* _WHAT THE TASK REQUIRES_
Return every line in the data below that contains the string "query", taking case into account.
____ EXCERPTED RECORDS
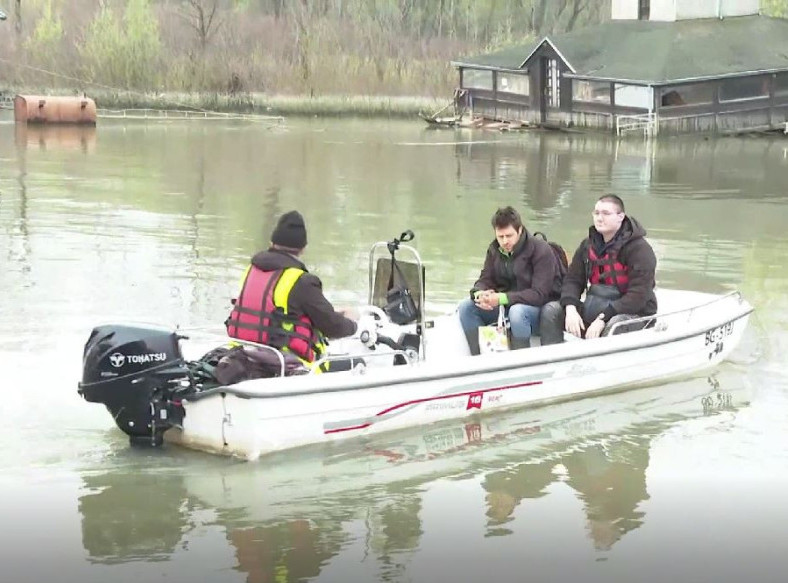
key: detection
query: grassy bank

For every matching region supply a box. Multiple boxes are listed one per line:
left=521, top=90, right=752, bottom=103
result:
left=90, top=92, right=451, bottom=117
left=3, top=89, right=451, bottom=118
________
____ EXCERPTED RECORDS
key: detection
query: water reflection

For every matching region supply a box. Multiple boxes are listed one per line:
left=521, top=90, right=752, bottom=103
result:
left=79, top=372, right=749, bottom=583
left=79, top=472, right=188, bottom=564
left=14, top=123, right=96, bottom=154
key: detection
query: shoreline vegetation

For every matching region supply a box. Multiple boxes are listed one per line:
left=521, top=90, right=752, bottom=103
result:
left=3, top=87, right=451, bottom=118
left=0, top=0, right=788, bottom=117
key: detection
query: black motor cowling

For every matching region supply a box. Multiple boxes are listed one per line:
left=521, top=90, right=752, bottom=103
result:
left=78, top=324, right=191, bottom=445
________
____ EXCERPTED RECORDS
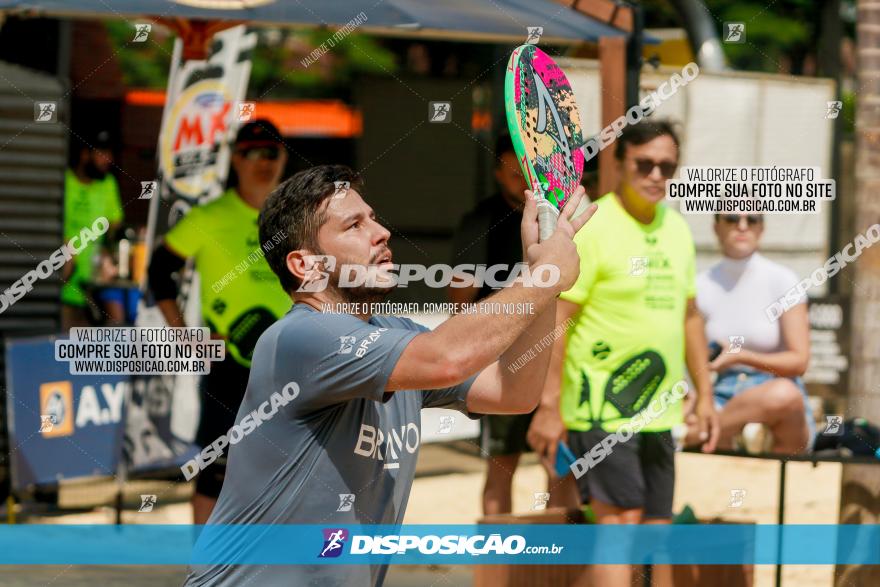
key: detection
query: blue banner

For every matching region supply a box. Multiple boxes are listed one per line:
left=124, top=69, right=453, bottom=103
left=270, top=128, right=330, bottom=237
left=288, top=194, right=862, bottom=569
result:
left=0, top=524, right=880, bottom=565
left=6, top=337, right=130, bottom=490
________
* _RESULT BELOW_
query: grassy bank
query: water reflection
query: shoreline vegetation
query: black motor cowling
query: blue banner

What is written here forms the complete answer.